> _EXERCISE_: Reproduce every one of the entries below line for line, without changing a single character.

> _PROVIDED DATA_:
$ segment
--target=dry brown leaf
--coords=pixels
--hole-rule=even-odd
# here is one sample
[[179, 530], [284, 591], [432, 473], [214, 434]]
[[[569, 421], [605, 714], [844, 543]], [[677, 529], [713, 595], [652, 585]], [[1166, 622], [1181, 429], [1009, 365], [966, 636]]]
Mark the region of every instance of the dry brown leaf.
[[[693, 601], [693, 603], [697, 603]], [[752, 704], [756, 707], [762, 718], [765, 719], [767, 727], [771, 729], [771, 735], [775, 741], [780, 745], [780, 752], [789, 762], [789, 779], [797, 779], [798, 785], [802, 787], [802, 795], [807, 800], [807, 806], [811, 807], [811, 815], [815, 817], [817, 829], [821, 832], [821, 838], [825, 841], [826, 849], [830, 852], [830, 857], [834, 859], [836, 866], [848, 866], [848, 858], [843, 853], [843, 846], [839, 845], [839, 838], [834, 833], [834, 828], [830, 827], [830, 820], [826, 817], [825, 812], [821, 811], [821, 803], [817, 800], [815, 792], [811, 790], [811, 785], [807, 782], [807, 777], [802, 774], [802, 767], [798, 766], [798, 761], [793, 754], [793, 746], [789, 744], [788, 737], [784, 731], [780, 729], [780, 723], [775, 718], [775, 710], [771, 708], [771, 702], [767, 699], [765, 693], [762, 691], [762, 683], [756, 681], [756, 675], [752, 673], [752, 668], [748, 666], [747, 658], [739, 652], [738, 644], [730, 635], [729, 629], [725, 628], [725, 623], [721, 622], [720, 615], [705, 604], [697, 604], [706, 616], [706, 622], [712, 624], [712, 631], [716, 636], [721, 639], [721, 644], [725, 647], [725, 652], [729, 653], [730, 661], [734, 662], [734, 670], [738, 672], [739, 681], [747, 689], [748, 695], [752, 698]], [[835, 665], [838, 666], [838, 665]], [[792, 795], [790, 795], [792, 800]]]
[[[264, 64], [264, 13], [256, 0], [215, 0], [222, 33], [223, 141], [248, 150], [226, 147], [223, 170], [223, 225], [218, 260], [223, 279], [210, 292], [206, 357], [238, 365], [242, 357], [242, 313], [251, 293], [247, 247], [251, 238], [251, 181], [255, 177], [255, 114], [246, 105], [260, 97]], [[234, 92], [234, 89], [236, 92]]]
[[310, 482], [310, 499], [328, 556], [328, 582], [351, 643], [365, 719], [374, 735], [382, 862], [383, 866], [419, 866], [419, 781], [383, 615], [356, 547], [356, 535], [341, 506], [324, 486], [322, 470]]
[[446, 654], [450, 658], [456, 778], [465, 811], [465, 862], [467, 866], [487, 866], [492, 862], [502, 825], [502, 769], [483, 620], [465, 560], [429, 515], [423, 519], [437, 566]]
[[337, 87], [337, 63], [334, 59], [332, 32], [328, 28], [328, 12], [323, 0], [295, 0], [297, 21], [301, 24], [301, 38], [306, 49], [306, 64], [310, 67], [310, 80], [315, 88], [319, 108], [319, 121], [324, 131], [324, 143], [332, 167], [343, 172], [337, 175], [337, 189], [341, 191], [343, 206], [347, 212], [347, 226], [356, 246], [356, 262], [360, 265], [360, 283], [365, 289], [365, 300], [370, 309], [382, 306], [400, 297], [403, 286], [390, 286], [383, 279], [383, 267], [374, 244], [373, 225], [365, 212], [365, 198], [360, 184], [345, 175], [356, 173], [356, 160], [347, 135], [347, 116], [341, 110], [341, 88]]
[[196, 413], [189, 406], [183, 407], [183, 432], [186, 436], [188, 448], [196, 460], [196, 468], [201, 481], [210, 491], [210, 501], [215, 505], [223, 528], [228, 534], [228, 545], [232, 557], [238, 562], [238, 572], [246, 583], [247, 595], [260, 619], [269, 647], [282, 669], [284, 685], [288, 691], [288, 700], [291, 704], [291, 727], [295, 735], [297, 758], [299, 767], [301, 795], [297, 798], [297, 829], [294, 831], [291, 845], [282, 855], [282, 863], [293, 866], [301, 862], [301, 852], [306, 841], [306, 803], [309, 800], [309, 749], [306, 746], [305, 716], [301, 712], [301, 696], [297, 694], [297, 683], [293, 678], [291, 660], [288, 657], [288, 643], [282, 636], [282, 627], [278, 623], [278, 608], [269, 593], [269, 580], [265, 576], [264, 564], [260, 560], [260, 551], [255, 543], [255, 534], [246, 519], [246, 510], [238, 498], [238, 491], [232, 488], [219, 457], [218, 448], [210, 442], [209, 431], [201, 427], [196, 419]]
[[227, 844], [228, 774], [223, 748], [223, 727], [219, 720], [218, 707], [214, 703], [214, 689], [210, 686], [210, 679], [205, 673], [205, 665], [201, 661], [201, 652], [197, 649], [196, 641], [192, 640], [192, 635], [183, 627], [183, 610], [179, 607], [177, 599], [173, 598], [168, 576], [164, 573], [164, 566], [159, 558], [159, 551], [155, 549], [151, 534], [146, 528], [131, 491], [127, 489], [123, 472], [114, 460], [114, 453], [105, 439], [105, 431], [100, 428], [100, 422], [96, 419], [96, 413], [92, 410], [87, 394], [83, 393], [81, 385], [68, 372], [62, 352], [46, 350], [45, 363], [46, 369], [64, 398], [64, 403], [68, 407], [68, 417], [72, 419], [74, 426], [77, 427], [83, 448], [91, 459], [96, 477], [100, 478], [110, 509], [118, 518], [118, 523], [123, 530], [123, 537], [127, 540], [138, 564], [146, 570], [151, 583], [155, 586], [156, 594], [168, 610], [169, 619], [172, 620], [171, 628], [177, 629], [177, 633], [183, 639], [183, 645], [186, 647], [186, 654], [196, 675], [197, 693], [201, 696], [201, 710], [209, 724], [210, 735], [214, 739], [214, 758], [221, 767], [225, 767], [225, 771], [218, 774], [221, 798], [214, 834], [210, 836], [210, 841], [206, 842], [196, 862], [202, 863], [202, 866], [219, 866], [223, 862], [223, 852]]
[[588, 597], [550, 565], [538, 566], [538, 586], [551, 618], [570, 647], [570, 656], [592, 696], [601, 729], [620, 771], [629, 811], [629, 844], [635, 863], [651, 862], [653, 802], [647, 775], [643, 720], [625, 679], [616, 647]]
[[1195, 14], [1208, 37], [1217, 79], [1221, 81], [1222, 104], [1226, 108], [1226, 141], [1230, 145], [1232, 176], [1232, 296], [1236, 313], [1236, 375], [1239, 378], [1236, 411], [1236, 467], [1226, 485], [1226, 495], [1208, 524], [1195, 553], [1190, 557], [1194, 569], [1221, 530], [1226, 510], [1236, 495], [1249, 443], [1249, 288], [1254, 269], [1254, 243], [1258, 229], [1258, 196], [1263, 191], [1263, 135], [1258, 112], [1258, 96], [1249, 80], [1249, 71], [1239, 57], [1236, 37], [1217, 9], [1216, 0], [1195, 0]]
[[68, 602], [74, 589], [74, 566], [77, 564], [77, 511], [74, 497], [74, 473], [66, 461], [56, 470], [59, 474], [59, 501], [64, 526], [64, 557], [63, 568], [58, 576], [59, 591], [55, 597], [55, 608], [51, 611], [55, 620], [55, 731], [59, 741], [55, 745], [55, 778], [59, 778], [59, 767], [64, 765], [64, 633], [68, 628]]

> _COMPLETE RESPONSE_:
$ segment
--target=dry brown leaf
--coords=pixels
--hole-rule=even-odd
# here is one sample
[[179, 530], [284, 591], [432, 473], [214, 434]]
[[[569, 421], [605, 714], [844, 543]], [[677, 529], [713, 595], [652, 585]], [[1166, 622], [1181, 429], [1009, 365], [966, 636]]]
Mark the region of every instance of the dry brown leaf.
[[[693, 601], [693, 603], [697, 603]], [[752, 704], [756, 707], [762, 718], [765, 719], [767, 727], [771, 729], [771, 735], [775, 741], [780, 745], [780, 752], [789, 762], [789, 779], [797, 779], [798, 785], [802, 787], [802, 795], [807, 800], [807, 806], [811, 807], [811, 815], [815, 817], [817, 829], [821, 832], [821, 838], [825, 841], [826, 849], [830, 852], [830, 857], [834, 859], [836, 866], [848, 866], [848, 858], [843, 853], [843, 846], [839, 845], [839, 838], [834, 833], [834, 828], [830, 827], [830, 820], [826, 817], [825, 812], [821, 811], [821, 803], [817, 800], [815, 792], [811, 790], [811, 785], [807, 782], [807, 777], [802, 774], [802, 767], [798, 766], [798, 761], [793, 754], [793, 746], [789, 744], [788, 737], [784, 731], [780, 729], [780, 723], [775, 718], [775, 710], [771, 708], [771, 702], [767, 699], [765, 693], [762, 691], [762, 683], [756, 681], [756, 675], [752, 673], [752, 668], [748, 666], [747, 658], [739, 652], [738, 644], [730, 635], [729, 629], [725, 628], [725, 623], [721, 622], [720, 615], [705, 604], [697, 604], [706, 616], [706, 622], [712, 624], [712, 631], [716, 636], [721, 639], [721, 644], [725, 647], [725, 652], [729, 653], [730, 661], [734, 662], [734, 670], [738, 672], [739, 681], [747, 689], [748, 695], [752, 698]], [[835, 665], [838, 666], [838, 665]], [[792, 795], [790, 795], [792, 800]]]
[[[264, 64], [264, 13], [256, 0], [215, 0], [222, 33], [223, 141], [248, 150], [226, 147], [223, 170], [223, 225], [218, 260], [223, 279], [210, 292], [206, 357], [238, 365], [242, 357], [242, 313], [251, 293], [247, 247], [251, 238], [251, 181], [255, 177], [255, 114], [246, 105], [260, 97]], [[234, 92], [234, 89], [236, 92]]]
[[310, 482], [310, 499], [328, 556], [328, 582], [351, 643], [365, 719], [374, 735], [382, 862], [383, 866], [419, 866], [419, 781], [383, 615], [356, 547], [356, 535], [341, 506], [324, 486], [322, 470]]
[[446, 654], [450, 658], [456, 778], [465, 811], [465, 862], [467, 866], [487, 866], [492, 862], [502, 825], [502, 769], [483, 620], [465, 560], [429, 515], [423, 519], [437, 566]]
[[337, 87], [337, 63], [334, 59], [332, 32], [328, 28], [328, 12], [323, 0], [295, 0], [297, 21], [301, 24], [301, 38], [306, 49], [306, 64], [310, 67], [310, 80], [315, 88], [319, 108], [319, 121], [324, 131], [324, 143], [332, 167], [343, 172], [337, 175], [337, 189], [341, 191], [343, 206], [347, 212], [347, 226], [356, 246], [356, 262], [360, 265], [360, 283], [365, 289], [365, 300], [370, 309], [382, 306], [400, 297], [403, 286], [390, 286], [383, 279], [383, 267], [374, 244], [373, 225], [365, 212], [365, 198], [360, 184], [345, 175], [356, 173], [356, 160], [347, 135], [347, 116], [341, 110], [341, 88]]
[[196, 413], [189, 406], [183, 407], [183, 432], [186, 436], [188, 448], [196, 460], [196, 468], [201, 481], [210, 491], [210, 501], [215, 505], [223, 528], [228, 534], [228, 545], [232, 557], [238, 562], [238, 572], [246, 583], [247, 595], [260, 619], [269, 647], [282, 669], [284, 685], [288, 691], [288, 700], [291, 704], [291, 727], [295, 735], [297, 758], [299, 767], [301, 795], [297, 798], [297, 829], [294, 831], [291, 845], [282, 855], [282, 863], [293, 866], [301, 862], [301, 852], [306, 841], [306, 803], [309, 800], [309, 749], [306, 746], [305, 716], [301, 712], [301, 696], [297, 694], [297, 683], [293, 678], [291, 660], [288, 657], [288, 643], [282, 636], [282, 627], [278, 623], [278, 608], [269, 593], [269, 580], [265, 576], [264, 564], [260, 560], [260, 551], [255, 543], [255, 534], [246, 519], [246, 510], [238, 498], [238, 491], [232, 488], [219, 457], [218, 448], [210, 442], [209, 431], [201, 427], [196, 419]]
[[227, 844], [228, 774], [223, 748], [223, 727], [219, 720], [218, 707], [214, 703], [214, 689], [210, 686], [210, 679], [205, 673], [205, 665], [201, 661], [201, 652], [197, 649], [196, 641], [192, 640], [192, 635], [183, 627], [183, 610], [179, 607], [177, 599], [173, 598], [168, 576], [164, 573], [164, 566], [159, 558], [159, 551], [155, 549], [151, 534], [146, 528], [131, 491], [127, 489], [123, 472], [114, 460], [114, 453], [105, 439], [105, 431], [100, 428], [100, 422], [96, 419], [96, 413], [92, 410], [87, 394], [83, 393], [81, 385], [68, 372], [62, 352], [46, 350], [45, 363], [46, 369], [64, 398], [64, 403], [68, 407], [68, 417], [72, 419], [74, 426], [77, 427], [83, 448], [91, 459], [96, 477], [100, 478], [110, 509], [118, 518], [118, 523], [123, 530], [123, 537], [127, 540], [138, 564], [146, 570], [151, 583], [155, 586], [156, 594], [168, 610], [169, 619], [172, 620], [171, 628], [177, 629], [177, 633], [183, 639], [183, 645], [186, 647], [186, 654], [196, 675], [197, 693], [201, 696], [201, 710], [209, 724], [210, 735], [214, 739], [214, 758], [221, 767], [225, 767], [225, 771], [218, 774], [221, 798], [214, 834], [210, 836], [210, 841], [206, 842], [196, 862], [202, 863], [202, 866], [219, 866], [223, 862], [223, 852]]
[[588, 597], [550, 565], [538, 566], [538, 586], [551, 618], [570, 647], [570, 656], [592, 696], [601, 729], [620, 771], [629, 811], [629, 844], [635, 863], [651, 862], [653, 802], [647, 775], [643, 720], [625, 679], [616, 647]]
[[1195, 14], [1208, 37], [1217, 79], [1221, 81], [1222, 104], [1226, 108], [1226, 141], [1230, 145], [1232, 176], [1232, 296], [1236, 313], [1236, 375], [1239, 378], [1236, 411], [1236, 467], [1226, 485], [1226, 495], [1208, 524], [1195, 553], [1190, 557], [1194, 569], [1221, 530], [1226, 510], [1236, 495], [1249, 443], [1249, 288], [1254, 269], [1254, 243], [1258, 229], [1258, 196], [1263, 191], [1263, 135], [1258, 112], [1258, 96], [1249, 80], [1249, 71], [1239, 57], [1236, 37], [1217, 9], [1216, 0], [1195, 0]]
[[68, 602], [74, 589], [74, 566], [77, 564], [77, 511], [74, 497], [74, 473], [66, 461], [56, 470], [59, 474], [59, 501], [64, 526], [64, 557], [63, 568], [58, 576], [59, 591], [55, 597], [55, 608], [51, 611], [55, 620], [55, 731], [59, 741], [55, 745], [55, 778], [59, 778], [59, 767], [64, 765], [64, 633], [68, 628]]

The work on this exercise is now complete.